Start of Records provided

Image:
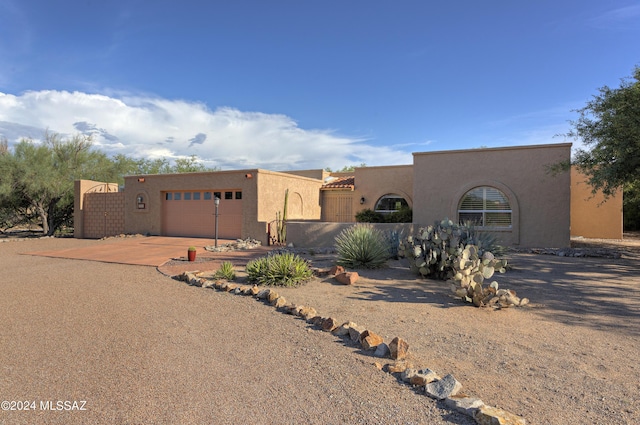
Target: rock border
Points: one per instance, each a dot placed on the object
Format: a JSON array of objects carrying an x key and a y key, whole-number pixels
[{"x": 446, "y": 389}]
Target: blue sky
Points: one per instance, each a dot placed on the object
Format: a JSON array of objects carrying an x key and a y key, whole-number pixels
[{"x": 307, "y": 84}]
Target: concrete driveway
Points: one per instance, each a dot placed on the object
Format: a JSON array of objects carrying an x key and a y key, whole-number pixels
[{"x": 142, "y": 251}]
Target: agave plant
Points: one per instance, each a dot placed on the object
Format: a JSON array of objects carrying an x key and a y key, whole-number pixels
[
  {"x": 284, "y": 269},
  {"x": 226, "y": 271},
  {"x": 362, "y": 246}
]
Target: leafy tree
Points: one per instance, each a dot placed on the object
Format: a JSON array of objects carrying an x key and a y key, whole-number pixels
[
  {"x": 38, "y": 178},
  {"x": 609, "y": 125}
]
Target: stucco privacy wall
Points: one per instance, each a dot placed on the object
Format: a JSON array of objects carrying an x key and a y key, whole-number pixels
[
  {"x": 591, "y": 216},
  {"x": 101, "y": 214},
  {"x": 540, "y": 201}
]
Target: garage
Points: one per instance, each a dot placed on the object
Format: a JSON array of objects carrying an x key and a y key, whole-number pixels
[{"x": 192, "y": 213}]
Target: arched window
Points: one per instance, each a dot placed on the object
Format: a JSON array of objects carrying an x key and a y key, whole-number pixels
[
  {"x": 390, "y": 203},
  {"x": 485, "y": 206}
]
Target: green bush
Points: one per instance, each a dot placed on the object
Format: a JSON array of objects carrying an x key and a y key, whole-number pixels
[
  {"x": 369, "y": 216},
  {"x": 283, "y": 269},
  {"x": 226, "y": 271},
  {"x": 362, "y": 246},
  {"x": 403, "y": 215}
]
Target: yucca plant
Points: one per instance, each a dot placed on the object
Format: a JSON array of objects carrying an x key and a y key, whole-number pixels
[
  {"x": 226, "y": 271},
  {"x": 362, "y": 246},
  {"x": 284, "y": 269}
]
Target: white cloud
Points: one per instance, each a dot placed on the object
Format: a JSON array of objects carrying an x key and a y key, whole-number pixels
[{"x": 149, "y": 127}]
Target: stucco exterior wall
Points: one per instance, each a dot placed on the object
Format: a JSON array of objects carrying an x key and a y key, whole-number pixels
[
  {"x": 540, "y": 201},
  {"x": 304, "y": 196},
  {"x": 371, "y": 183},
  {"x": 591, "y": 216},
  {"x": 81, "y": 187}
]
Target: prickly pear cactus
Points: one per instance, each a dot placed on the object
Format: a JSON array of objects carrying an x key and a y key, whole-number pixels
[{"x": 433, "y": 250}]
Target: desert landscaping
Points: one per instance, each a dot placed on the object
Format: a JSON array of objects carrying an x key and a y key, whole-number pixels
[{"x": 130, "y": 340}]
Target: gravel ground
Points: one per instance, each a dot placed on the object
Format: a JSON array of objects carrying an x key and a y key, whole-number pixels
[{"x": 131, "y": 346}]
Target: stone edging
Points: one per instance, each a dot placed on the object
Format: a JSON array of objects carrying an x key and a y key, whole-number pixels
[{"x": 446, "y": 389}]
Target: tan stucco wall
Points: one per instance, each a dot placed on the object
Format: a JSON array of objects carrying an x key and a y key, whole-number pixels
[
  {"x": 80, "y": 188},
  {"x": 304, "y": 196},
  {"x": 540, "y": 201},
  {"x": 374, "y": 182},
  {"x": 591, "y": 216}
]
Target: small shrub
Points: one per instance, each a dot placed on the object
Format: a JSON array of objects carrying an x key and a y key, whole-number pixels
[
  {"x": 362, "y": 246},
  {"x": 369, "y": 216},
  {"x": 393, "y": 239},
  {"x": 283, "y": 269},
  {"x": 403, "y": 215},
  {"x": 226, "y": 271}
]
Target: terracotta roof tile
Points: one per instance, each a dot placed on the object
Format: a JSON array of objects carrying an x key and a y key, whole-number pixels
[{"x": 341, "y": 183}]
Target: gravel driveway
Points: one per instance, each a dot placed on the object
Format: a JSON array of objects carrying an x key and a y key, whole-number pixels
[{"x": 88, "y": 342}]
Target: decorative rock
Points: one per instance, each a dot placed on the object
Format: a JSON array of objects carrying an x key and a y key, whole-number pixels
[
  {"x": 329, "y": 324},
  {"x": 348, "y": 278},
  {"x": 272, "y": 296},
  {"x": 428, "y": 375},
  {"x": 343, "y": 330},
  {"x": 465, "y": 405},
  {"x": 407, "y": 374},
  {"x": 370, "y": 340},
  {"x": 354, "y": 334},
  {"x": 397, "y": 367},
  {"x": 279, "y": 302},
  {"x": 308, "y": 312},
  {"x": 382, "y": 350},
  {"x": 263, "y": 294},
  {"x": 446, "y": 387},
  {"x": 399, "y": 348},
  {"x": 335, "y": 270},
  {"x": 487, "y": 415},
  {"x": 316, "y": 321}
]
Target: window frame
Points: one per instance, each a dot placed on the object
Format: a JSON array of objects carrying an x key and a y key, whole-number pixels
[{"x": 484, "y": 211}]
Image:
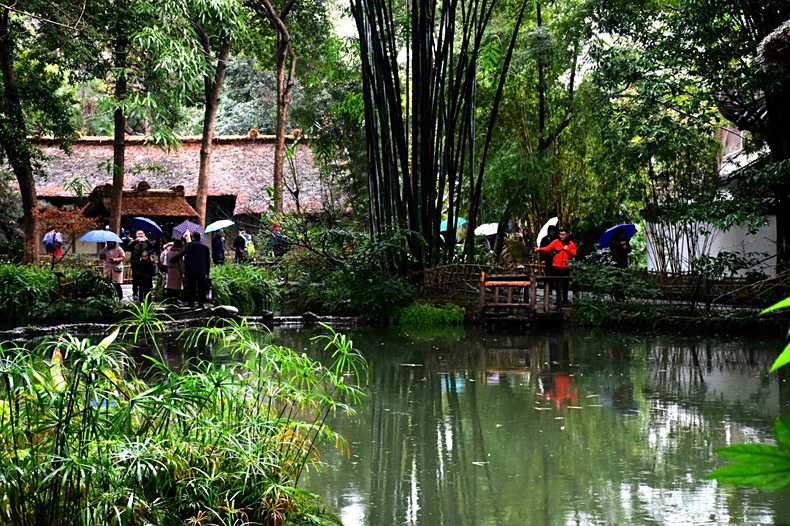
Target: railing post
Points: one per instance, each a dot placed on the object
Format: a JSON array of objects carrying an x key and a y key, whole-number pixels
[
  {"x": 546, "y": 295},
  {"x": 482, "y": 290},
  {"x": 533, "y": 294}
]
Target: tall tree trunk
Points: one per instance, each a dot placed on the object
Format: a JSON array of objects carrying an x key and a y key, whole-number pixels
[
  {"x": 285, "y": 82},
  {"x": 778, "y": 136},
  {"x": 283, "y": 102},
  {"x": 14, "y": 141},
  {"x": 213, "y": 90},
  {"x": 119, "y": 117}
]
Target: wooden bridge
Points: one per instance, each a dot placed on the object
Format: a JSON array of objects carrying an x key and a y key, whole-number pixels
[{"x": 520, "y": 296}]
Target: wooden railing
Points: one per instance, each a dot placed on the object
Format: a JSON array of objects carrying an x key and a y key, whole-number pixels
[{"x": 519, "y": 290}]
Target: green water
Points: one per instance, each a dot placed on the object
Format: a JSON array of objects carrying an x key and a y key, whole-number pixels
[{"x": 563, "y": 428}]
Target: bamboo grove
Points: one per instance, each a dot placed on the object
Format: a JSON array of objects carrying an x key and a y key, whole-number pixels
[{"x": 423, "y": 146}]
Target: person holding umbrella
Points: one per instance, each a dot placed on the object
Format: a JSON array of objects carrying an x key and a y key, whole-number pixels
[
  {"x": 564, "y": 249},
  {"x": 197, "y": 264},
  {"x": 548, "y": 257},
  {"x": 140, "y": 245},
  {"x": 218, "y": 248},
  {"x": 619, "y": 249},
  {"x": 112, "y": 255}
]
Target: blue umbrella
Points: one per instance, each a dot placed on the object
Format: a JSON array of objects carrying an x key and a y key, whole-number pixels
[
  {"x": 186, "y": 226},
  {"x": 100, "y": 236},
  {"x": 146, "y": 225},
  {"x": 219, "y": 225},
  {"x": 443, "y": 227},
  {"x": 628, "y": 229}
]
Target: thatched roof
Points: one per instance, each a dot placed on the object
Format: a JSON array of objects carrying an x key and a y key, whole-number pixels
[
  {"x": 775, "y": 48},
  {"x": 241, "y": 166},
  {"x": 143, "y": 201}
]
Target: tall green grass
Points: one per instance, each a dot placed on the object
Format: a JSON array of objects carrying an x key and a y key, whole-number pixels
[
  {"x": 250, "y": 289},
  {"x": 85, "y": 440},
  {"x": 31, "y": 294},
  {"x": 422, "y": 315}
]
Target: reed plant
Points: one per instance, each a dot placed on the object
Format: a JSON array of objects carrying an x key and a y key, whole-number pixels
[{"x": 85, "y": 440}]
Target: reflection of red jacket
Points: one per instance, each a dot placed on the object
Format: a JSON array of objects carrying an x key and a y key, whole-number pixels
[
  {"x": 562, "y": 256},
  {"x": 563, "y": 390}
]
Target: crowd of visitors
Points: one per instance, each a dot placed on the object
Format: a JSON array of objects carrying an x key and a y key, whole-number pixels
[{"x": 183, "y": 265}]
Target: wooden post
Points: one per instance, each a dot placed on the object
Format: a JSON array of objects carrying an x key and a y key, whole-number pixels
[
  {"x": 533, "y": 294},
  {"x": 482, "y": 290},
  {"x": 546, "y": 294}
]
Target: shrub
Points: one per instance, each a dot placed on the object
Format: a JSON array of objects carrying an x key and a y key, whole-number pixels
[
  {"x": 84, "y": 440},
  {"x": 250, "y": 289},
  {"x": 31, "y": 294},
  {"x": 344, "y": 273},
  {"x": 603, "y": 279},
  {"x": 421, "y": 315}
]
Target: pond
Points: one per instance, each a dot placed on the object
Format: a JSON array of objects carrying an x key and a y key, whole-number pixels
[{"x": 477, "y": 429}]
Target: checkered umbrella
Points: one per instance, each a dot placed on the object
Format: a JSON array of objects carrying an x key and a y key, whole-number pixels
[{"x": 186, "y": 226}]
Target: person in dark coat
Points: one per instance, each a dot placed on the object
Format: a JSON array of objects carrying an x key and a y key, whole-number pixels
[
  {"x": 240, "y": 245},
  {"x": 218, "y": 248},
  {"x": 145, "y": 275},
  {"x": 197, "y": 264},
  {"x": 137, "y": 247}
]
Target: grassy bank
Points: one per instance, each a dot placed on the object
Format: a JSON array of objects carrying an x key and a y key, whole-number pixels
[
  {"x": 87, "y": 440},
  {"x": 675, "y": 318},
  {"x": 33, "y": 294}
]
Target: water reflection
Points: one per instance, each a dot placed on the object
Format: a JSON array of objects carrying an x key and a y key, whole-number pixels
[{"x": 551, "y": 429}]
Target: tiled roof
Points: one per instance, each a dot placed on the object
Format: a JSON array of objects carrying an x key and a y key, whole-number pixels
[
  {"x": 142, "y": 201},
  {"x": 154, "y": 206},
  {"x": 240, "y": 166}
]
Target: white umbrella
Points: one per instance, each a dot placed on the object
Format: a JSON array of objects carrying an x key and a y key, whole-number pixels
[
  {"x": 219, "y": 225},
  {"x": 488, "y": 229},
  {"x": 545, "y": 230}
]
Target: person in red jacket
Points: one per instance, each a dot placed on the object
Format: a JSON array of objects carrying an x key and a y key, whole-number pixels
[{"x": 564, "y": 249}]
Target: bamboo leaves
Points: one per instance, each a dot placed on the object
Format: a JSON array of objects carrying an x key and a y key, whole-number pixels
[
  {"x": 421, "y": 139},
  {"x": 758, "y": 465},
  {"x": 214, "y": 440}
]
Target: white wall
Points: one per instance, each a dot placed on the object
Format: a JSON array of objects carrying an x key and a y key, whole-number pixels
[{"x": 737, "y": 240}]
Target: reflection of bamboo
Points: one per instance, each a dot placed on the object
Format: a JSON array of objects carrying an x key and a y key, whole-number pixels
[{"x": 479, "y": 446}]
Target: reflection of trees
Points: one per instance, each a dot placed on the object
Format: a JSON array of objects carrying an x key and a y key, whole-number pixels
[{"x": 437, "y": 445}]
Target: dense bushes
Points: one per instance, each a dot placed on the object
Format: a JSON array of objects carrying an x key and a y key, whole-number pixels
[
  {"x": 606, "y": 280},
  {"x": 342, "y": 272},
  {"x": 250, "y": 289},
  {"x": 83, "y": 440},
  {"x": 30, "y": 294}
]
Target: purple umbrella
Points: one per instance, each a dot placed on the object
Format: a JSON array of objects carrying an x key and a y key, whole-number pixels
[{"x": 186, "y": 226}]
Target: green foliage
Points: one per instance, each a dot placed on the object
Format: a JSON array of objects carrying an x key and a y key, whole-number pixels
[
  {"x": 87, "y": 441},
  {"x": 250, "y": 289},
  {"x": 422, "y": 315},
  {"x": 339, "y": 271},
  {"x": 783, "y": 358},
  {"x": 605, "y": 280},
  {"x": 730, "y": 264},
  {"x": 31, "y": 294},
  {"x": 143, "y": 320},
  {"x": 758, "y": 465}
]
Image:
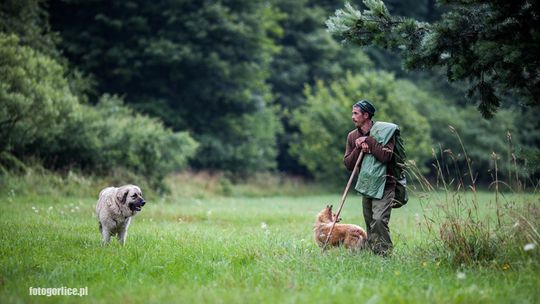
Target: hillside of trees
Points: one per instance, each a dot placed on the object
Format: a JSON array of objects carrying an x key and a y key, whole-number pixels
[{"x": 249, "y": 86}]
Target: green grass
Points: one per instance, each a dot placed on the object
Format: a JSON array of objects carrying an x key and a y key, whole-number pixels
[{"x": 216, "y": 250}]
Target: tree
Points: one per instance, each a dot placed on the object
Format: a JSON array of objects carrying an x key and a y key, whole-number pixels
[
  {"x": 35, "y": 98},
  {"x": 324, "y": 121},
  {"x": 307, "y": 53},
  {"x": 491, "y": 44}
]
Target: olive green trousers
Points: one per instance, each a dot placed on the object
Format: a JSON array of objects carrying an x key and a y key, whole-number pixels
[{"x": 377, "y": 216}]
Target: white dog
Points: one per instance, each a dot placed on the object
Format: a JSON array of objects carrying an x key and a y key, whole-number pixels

End of Records provided

__Problem__: Retrieve every line above holding the word "roof".

__Output for this task__:
Target: terracotta roof tile
Target: thatched roof
Target: tiled roof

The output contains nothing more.